● What this task involves: Could you print out every entry, character for character?
*** Opening of Dataset entries ***
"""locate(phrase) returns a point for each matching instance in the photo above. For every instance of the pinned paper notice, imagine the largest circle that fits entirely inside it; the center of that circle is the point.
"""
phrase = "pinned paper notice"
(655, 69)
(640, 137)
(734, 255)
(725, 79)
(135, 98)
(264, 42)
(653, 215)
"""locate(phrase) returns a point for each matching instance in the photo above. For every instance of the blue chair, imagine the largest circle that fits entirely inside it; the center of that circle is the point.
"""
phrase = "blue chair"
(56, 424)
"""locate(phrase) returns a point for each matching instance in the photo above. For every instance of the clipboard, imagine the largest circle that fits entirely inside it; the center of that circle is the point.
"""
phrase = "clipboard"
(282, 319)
*** Close of Dataset entries ***
● Problem solution:
"""locate(phrase) returns a point for each matching instance in the photo above. For every instance of the pinned paper notice, imagine the largest circle that fits entirely inside it; the center of that circle is the point.
"""
phrase = "pinned paper notice"
(655, 69)
(640, 137)
(734, 255)
(725, 79)
(135, 98)
(264, 42)
(653, 215)
"""locate(phrase) returns a point for each matching instance in the photo above. For every instance of the blue chair, imagine the largest circle that fits entirely inside it; the center of that circle is the point.
"""
phrase = "blue chair"
(56, 424)
"""locate(phrase) returns a point for each matching instance in the photo above. For every instance of the clipboard, imagine the largest circle that fits entirely inside it; the center of that circle is the point.
"""
phrase = "clipboard"
(282, 319)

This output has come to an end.